(Point-per-instance localization data)

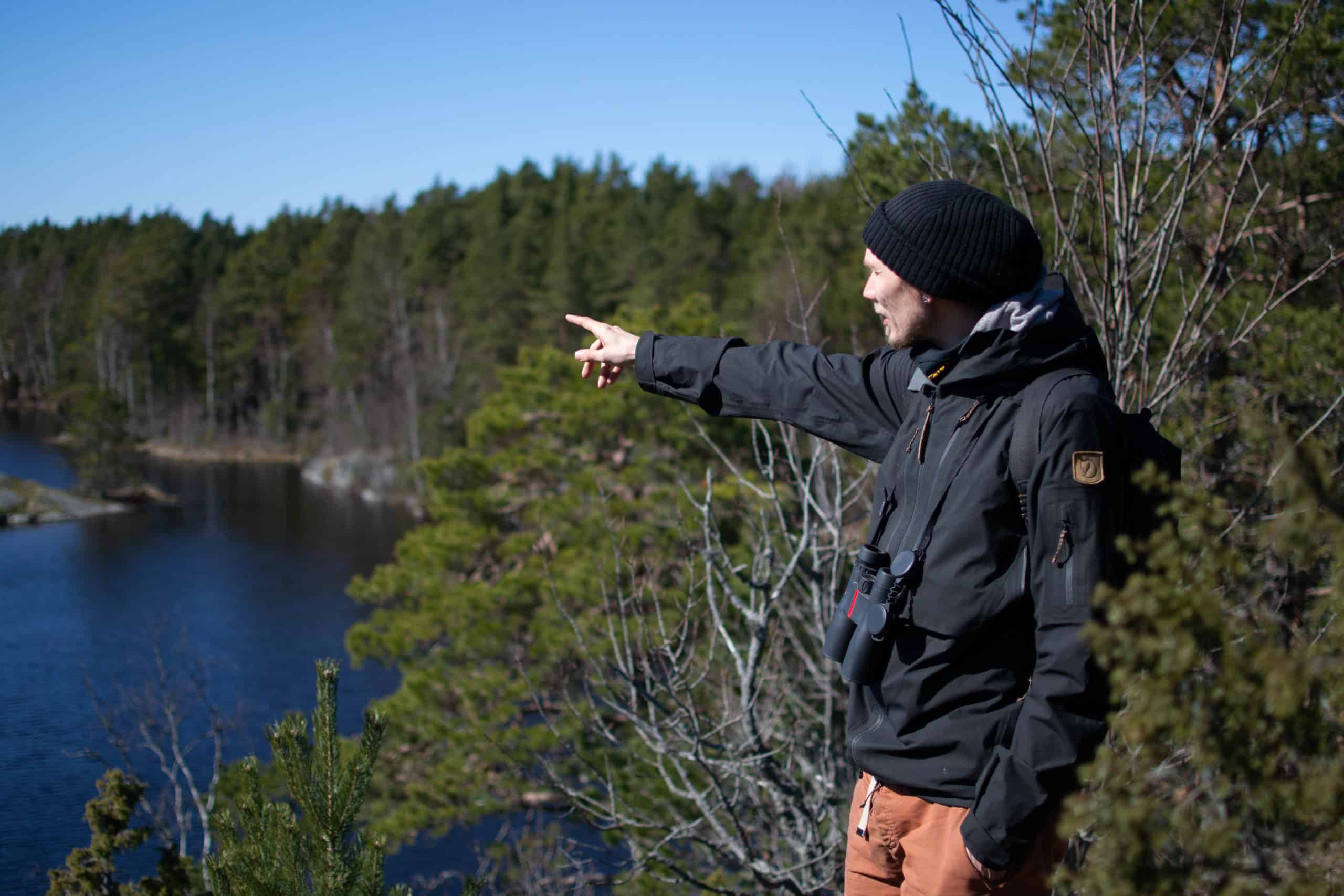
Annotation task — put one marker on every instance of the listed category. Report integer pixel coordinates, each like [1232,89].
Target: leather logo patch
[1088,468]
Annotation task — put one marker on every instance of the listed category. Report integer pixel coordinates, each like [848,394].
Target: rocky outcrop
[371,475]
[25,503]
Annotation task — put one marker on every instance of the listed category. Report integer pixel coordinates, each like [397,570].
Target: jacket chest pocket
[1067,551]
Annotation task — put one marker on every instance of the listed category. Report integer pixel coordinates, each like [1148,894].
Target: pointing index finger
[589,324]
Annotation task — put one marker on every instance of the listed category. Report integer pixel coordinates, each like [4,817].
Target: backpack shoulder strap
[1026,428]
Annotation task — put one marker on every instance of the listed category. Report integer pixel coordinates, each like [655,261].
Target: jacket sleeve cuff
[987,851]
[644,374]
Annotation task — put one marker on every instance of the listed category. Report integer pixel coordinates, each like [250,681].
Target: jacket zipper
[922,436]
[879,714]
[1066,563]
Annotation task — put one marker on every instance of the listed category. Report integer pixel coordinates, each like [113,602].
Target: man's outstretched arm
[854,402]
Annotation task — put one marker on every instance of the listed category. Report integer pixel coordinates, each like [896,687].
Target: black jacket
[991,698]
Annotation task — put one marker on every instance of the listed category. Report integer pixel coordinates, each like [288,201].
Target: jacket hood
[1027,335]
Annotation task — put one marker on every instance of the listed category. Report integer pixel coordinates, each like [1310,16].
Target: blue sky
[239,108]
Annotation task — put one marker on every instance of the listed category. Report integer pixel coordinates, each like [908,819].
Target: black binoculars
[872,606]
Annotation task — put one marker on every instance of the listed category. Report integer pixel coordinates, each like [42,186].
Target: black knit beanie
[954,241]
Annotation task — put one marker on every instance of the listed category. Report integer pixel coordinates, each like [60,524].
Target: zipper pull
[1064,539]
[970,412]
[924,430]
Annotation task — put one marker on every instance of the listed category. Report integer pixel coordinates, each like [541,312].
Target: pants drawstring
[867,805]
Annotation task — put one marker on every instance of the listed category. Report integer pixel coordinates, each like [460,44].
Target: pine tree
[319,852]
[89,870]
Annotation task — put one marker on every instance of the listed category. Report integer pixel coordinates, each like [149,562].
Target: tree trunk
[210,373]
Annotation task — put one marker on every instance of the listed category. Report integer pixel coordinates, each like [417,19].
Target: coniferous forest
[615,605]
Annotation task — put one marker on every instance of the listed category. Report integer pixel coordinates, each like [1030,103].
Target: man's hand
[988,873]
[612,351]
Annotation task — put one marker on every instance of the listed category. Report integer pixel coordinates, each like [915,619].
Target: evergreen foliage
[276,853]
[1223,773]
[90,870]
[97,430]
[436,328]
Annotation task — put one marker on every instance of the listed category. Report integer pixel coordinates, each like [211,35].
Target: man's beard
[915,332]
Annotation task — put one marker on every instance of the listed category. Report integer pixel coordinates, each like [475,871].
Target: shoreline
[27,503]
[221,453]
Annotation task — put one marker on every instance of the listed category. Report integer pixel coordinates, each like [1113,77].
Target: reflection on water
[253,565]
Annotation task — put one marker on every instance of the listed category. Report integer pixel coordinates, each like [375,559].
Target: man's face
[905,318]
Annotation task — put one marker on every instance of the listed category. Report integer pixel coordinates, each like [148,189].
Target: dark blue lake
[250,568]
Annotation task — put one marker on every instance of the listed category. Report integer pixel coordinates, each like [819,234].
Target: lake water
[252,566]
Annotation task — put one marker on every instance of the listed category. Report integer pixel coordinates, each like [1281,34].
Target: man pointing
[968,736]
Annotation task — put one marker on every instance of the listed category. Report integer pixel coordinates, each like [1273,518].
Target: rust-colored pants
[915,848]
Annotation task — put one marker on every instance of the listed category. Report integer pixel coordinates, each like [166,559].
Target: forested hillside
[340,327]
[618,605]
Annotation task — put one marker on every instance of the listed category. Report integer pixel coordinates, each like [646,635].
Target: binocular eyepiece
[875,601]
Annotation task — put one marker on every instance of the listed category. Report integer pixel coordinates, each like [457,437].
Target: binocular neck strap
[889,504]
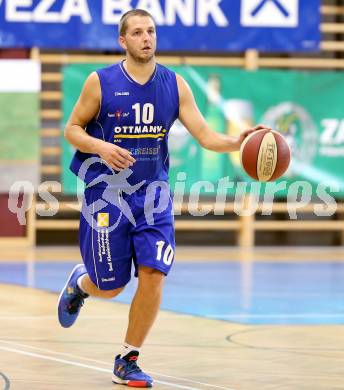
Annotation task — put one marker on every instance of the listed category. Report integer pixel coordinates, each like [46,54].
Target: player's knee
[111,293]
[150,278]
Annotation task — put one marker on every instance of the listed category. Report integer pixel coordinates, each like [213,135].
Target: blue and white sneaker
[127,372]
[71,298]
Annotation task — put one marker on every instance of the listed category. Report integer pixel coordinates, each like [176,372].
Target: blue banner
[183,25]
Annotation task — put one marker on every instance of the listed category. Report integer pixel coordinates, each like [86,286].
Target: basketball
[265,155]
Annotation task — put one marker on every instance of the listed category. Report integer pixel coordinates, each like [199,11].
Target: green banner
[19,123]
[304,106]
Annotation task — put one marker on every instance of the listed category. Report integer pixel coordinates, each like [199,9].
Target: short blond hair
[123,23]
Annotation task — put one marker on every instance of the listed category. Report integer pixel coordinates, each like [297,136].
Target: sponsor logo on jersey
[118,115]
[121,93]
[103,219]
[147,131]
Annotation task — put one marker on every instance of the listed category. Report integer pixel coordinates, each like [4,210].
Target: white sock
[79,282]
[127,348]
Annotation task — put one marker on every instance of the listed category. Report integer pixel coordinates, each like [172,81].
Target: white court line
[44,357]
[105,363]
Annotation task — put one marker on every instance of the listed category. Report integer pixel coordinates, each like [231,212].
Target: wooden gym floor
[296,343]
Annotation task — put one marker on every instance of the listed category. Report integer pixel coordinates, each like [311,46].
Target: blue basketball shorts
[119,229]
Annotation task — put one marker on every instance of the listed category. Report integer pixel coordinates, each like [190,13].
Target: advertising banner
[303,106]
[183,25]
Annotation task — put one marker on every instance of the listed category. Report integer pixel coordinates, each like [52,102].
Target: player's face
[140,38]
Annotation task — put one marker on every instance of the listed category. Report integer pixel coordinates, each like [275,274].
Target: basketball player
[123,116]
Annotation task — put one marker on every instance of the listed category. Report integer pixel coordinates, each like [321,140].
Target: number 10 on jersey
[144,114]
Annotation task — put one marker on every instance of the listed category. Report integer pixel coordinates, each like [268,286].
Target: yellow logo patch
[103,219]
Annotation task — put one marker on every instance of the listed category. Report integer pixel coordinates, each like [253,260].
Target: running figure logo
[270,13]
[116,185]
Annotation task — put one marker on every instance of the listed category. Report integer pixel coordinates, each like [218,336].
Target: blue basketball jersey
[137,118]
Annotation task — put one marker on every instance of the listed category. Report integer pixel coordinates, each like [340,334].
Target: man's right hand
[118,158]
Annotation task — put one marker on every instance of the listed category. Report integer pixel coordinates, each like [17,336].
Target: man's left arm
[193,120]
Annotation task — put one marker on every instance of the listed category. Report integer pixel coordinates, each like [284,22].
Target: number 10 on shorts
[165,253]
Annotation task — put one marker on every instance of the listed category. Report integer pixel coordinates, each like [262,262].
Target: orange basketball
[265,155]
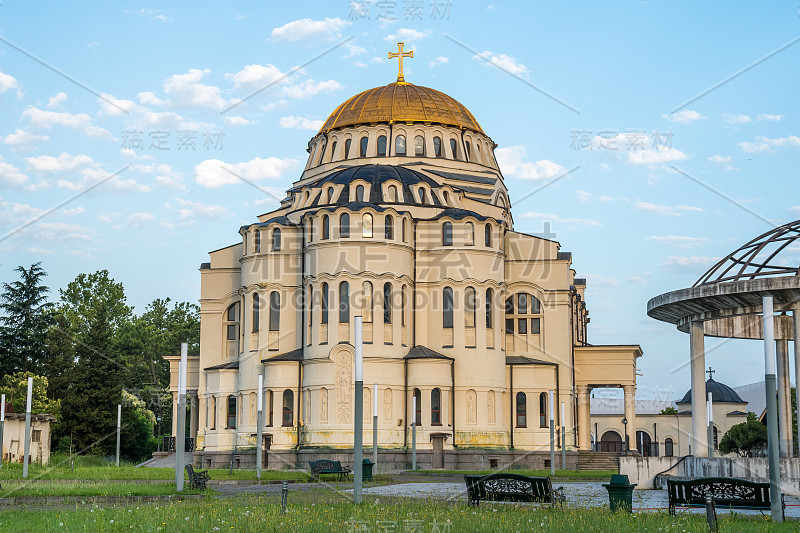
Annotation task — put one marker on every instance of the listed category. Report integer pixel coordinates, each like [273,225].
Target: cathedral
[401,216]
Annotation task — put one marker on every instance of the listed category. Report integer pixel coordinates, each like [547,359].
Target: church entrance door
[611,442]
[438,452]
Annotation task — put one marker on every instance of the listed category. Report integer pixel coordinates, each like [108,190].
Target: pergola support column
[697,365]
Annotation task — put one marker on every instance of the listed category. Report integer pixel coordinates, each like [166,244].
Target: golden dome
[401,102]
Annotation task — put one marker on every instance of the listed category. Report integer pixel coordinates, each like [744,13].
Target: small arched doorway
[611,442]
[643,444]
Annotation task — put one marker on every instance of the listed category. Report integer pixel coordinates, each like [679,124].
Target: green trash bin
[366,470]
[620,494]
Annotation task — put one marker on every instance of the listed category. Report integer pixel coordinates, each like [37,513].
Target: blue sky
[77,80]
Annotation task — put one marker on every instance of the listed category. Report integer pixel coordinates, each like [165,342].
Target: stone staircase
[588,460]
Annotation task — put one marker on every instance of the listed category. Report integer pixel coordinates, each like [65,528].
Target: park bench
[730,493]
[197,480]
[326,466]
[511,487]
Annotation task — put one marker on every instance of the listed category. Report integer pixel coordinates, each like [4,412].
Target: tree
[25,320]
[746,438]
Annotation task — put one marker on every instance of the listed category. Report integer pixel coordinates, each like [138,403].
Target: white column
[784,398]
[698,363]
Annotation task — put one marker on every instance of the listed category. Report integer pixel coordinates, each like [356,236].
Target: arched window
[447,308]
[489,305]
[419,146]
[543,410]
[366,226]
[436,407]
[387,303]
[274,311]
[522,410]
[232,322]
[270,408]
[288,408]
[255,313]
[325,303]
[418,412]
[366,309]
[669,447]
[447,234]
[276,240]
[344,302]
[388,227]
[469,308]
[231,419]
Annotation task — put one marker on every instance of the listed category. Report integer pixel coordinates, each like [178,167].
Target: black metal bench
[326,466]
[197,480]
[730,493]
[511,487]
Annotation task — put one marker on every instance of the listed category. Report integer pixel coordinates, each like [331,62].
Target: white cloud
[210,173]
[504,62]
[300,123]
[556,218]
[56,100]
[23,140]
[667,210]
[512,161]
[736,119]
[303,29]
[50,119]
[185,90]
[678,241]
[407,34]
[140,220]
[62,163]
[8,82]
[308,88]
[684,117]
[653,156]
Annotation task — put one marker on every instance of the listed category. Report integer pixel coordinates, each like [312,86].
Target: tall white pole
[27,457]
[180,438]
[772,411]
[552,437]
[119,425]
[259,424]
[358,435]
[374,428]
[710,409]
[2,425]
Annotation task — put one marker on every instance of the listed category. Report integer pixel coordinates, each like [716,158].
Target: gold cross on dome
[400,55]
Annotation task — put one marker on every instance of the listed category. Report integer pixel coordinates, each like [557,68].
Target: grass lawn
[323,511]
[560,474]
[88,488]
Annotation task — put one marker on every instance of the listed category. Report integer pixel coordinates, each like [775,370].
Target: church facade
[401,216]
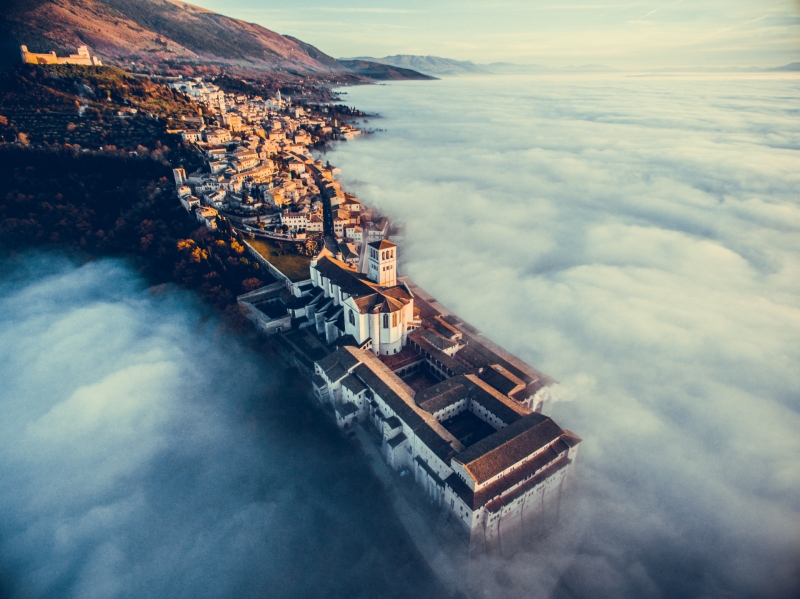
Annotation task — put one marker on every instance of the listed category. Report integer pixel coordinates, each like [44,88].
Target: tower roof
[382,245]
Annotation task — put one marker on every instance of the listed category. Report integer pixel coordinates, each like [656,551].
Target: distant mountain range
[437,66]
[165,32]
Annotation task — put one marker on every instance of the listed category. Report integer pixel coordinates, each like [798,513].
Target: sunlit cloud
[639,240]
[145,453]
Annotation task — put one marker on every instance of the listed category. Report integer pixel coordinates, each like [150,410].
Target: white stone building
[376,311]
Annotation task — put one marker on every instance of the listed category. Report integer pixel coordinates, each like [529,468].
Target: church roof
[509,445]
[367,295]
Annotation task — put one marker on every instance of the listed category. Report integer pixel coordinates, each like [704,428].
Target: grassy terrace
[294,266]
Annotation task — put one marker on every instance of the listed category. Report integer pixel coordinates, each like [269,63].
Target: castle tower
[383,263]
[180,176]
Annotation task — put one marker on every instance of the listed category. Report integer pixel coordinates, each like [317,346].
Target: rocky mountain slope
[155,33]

* **TASK INSTRUCTIONS**:
Using the data above, extract exactly the lines from the one that holds "Target: green banner" to the one that holds "each like [52,102].", both ends included, and no others.

* **SOLVED EXERCISE**:
Target: green banner
[19,123]
[304,106]
Annotation task — put one marker on every instance of the listed category. Report integer pixel coordinates, each like [199,9].
Target: short blond hair
[123,23]
Annotation task — put one marker on every instance of the listed category. Report integer pixel coordinates, each like [297,136].
Target: sponsor logo on jersey
[118,115]
[121,93]
[103,219]
[147,131]
Annotation task — put one marker on every instance of the listed category. Report integer pixel coordinates, each like [4,210].
Target: white sock
[79,282]
[127,348]
Annotation task — put one marker on every instance of the listed category. Report integer pixel coordinates, each like [172,81].
Target: white court line
[44,357]
[105,363]
Annotation task — put one marker on every instance of the listed category. Report integer pixel coordinates, each like [231,212].
Target: wooden gym floor
[296,343]
Annotation task — put one marker on every instance of the listed category. Report integer pixel coordinates, each like [311,46].
Target: blue basketball shorts
[119,229]
Annotation task — put one marker on every instance of the listed category. Report integer pixel coordinates, each like [190,13].
Target: advertising banner
[303,106]
[183,25]
Annotation task — put one marker on every instance of the listed category. Report integer pixel coordinates, each like [52,102].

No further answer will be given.